··· Selected passage ···

James McGrath received his early training in the local schools and in the University of Dublin. While a student at the University, he was professed in the Oblates of Mary Immaculate at Inchicor (1855), and the following year was sent to Canada, where he completed his theological studies at the University of Ottawa.
Ordained in 1859, McGrath was assigned to a curacy in St. Patrick's Church, Ottawa, for three years and was then transferred to the Texan missions. In 1864, he returned to Ottawa, where he built the Church of the Immaculate Conception. Subsequently, while attached to the Holy Angels' Apostolic School of Buffalo, he preached missions throughout New York and New England, winning recognition as a preacher in both French and English. In 1870, he was appointed pastor at St. John's Church, Lowell, Massachussets, and there erected the Church of the Immaculate Conception (1872), one of the largest in the archdiocese of Boston. One of the first New England priests to introduce parochial education, he organized a school under the Canadian Grey Nuns of the Cross (1880). In the belief that Canadian control was preventing the normal growth of his community in the United States, McGrath successfully urged the creation of an American province of the Oblate Fathers. In 1883, he was elected first provincial, with authority over the community's churches and monasteries in Lowell, Buffalo, and Plattsburg, as well as in Texas and Mexico. During his administration of ten years, the Sacred Heart house was opened in Lowell, and monasteries were founded in Eagle Pass and Rio Grande, Texas. In 1883, a novitiate was established at Tewksbury, Massachussets, to which in 1888 was added a juniorate for recruiting novices. Three years later, the Provincial transferred the juniorate to Buffalo. On the completion of his term, Father McGrath returned to Buffalo where he was superior of the Holy Angels' Church and Apostolic School, until his sudden death of heart failure in the Albany railway station while on his way to a chapter meeting in Lowell.

··· Supplied information ···

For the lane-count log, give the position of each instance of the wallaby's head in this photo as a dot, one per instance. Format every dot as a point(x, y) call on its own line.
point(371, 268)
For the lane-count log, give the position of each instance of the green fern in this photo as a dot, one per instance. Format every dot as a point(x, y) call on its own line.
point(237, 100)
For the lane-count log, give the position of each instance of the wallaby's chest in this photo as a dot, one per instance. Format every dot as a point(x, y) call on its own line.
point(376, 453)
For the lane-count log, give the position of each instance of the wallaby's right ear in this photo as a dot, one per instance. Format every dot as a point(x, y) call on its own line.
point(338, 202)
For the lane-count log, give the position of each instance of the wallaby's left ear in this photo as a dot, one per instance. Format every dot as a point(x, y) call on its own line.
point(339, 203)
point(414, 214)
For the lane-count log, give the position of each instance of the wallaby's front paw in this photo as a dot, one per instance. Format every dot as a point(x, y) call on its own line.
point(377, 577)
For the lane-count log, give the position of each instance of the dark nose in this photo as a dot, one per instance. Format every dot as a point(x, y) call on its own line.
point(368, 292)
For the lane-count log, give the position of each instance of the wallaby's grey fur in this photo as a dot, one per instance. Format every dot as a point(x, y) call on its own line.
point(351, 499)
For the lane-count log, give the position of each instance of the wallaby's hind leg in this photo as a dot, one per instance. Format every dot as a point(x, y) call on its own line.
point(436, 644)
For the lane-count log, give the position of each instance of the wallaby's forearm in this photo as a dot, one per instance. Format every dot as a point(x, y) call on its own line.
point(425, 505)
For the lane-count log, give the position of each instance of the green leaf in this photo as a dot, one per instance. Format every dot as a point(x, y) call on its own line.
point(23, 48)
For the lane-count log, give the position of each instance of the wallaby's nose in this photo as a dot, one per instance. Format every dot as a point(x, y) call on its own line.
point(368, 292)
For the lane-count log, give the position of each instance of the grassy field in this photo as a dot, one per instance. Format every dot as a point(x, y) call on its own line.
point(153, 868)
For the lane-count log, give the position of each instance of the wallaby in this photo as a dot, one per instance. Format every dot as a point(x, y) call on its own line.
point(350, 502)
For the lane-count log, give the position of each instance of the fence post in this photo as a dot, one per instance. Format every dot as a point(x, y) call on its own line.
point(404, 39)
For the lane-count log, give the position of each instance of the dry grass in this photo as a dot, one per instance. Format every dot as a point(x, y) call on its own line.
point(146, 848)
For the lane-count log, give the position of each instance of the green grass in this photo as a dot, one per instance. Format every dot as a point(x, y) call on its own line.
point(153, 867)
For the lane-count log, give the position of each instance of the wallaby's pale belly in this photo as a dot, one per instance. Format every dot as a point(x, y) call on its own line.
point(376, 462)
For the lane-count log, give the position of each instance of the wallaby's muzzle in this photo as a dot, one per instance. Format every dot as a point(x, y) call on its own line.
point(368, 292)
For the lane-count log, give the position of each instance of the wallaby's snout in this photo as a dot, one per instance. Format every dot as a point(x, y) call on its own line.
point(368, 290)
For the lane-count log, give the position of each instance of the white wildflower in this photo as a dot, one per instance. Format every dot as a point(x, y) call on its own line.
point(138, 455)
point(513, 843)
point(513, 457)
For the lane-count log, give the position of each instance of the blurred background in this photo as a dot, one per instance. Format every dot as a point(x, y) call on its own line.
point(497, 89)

···

*Problem description*.
Reproduce word for word the passage of the biography of James McGrath, everything from "James McGrath received" down to "University of Ottawa.".

*Reply*.
James McGrath received his early training in the local schools and in the University of Dublin. While a student at the University, he was professed in the Oblates of Mary Immaculate at Inchicor (1855), and the following year was sent to Canada, where he completed his theological studies at the University of Ottawa.